▶ _Aim of the task_:
From the material below, copy out each line with the word "reflection" in it.
════════════════════
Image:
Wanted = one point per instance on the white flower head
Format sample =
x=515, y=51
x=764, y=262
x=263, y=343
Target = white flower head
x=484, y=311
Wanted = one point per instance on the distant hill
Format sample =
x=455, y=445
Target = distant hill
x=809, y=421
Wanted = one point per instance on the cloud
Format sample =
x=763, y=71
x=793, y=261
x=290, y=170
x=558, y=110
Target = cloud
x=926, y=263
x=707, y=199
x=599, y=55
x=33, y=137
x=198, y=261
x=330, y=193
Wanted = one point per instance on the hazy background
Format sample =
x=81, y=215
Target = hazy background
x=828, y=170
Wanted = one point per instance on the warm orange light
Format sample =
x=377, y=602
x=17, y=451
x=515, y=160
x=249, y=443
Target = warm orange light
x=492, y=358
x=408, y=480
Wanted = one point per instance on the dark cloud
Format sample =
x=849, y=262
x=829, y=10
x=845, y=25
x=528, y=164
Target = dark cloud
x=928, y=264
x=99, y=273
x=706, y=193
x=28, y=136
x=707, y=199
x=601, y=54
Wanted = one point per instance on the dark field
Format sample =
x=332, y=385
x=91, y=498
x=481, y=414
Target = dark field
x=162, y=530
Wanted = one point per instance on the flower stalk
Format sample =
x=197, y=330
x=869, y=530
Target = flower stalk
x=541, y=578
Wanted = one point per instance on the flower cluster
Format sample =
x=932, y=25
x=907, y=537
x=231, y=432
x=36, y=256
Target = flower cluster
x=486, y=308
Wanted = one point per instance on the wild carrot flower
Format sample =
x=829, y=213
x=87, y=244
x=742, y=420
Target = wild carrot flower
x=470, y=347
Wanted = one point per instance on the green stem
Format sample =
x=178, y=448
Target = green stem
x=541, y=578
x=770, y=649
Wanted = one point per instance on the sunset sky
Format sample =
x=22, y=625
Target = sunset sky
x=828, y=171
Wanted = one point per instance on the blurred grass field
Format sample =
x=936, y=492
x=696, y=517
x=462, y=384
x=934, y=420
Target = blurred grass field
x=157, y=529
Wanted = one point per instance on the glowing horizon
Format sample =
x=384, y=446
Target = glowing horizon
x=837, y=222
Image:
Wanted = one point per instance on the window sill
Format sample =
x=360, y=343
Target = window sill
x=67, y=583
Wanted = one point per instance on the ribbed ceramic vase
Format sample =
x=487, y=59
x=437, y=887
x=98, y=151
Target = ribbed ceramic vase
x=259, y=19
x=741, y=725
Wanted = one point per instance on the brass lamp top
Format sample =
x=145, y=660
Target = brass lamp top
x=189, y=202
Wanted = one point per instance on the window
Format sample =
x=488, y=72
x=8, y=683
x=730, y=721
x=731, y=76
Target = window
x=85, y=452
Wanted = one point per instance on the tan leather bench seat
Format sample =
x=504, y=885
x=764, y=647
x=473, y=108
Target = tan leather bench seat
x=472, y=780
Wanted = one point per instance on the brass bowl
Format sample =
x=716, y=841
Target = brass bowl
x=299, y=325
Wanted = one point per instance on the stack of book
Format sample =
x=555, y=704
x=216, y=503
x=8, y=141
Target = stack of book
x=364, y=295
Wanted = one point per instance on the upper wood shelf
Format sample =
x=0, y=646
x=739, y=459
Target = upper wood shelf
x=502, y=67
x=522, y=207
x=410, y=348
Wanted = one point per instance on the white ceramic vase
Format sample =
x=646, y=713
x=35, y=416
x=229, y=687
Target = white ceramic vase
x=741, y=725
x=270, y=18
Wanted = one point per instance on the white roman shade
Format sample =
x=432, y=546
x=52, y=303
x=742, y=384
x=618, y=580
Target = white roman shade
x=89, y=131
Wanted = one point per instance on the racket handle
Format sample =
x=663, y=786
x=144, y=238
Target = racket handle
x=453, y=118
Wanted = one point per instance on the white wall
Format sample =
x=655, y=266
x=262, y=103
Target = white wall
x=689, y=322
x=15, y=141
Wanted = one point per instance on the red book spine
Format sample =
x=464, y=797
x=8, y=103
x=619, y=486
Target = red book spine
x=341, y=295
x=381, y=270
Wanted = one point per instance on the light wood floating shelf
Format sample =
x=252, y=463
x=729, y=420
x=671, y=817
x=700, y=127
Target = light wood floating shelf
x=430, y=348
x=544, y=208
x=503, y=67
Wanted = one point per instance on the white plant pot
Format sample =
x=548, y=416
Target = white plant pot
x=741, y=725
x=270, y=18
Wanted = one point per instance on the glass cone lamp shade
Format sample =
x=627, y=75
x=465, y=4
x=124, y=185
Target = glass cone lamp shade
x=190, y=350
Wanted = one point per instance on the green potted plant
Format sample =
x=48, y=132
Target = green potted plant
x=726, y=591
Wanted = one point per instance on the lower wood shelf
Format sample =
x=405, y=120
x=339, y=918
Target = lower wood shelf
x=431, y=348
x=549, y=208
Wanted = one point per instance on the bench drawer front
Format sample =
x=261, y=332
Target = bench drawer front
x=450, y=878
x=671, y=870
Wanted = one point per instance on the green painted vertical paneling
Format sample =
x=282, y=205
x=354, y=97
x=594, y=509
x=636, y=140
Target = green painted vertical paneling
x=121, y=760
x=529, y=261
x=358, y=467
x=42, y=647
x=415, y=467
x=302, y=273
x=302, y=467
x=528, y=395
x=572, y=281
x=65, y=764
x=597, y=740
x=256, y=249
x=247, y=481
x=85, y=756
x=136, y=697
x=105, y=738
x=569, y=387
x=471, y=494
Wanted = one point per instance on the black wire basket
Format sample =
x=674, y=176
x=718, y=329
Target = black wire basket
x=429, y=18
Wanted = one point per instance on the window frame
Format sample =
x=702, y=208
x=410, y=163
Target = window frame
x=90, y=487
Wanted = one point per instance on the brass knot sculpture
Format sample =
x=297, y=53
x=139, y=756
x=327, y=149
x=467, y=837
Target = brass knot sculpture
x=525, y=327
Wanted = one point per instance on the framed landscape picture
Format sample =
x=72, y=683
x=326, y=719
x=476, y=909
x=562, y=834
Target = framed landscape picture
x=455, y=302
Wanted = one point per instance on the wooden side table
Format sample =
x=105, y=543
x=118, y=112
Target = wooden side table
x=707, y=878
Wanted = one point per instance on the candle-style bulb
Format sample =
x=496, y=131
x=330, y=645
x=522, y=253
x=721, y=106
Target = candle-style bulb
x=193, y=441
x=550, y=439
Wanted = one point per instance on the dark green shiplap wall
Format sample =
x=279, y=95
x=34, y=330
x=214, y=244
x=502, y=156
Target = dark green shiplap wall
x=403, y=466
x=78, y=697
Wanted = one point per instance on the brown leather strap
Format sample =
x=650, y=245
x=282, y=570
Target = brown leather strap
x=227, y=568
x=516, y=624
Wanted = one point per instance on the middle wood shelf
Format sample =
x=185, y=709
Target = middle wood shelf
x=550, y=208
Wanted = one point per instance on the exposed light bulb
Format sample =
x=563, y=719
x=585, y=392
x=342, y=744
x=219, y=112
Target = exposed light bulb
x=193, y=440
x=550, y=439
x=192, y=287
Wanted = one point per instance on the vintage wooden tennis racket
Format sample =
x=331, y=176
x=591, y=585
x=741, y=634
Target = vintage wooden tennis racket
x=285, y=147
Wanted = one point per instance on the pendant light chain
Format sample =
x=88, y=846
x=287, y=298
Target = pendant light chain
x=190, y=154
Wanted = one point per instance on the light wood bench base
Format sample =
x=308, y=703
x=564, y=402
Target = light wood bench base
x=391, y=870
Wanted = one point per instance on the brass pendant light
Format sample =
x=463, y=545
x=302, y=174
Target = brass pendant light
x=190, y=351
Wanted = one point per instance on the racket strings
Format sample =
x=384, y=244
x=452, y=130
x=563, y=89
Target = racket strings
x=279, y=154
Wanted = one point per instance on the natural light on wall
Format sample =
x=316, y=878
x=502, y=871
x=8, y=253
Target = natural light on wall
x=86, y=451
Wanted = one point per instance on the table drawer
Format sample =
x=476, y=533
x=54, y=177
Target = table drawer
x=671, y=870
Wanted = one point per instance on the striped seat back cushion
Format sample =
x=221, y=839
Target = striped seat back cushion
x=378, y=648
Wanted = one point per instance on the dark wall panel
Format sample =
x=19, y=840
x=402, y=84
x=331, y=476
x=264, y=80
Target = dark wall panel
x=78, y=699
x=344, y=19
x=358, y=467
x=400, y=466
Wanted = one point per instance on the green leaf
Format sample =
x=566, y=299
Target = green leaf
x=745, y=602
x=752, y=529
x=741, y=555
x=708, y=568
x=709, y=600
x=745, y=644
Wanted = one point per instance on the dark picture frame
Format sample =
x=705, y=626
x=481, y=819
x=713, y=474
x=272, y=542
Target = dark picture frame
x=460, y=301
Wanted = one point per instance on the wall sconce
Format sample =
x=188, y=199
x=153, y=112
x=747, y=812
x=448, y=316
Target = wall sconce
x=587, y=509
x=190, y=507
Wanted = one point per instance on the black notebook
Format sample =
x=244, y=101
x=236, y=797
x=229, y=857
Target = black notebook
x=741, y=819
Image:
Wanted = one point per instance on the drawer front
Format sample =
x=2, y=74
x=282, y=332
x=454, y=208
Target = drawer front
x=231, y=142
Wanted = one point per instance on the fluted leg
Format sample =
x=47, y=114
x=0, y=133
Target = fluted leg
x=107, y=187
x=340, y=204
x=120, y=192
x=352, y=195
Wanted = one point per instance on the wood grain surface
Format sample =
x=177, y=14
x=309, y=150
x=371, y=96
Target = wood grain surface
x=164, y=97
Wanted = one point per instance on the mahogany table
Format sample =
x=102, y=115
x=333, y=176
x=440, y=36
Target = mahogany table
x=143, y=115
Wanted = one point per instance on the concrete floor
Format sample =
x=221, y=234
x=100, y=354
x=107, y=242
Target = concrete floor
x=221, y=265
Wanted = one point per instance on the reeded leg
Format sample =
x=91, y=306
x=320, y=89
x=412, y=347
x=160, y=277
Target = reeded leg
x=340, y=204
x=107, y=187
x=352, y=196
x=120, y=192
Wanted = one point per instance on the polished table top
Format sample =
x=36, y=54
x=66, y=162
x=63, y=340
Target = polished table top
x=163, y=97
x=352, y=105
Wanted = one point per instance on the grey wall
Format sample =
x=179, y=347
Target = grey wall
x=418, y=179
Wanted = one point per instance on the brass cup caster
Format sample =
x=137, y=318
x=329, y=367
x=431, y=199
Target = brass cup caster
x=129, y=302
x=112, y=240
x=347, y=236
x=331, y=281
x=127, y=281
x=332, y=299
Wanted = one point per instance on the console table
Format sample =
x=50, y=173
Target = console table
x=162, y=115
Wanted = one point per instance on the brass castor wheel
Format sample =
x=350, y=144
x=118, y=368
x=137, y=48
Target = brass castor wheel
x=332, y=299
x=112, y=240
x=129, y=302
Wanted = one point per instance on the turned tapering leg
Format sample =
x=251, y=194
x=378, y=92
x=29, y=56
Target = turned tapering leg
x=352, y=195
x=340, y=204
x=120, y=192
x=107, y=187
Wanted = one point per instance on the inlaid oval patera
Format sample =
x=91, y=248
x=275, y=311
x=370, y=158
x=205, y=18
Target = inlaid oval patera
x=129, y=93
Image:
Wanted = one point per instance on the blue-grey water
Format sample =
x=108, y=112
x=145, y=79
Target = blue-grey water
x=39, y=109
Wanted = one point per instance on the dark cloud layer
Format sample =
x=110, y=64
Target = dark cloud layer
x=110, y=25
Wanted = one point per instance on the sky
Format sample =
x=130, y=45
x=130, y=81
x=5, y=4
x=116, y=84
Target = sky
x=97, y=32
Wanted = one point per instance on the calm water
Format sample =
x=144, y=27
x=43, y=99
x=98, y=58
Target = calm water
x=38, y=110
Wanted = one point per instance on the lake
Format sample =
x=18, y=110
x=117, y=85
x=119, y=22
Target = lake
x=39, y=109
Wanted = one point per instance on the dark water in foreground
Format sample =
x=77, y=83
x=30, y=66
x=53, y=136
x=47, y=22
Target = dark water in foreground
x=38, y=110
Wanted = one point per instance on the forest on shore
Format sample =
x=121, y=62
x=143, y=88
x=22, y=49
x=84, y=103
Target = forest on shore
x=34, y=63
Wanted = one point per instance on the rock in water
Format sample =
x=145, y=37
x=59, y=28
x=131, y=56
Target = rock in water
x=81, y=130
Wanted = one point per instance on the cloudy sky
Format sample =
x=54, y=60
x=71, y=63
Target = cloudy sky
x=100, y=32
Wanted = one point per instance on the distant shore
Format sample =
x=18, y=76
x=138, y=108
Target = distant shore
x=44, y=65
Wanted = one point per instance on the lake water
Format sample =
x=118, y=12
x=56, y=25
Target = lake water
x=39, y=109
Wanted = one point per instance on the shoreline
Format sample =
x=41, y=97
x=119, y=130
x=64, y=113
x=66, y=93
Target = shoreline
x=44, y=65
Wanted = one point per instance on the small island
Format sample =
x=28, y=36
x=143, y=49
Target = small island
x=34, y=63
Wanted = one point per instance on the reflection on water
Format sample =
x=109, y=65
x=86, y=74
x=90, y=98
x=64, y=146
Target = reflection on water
════════════════════
▶ _Reply_:
Wanted = one point per instance on the reflection on water
Target = reflection on water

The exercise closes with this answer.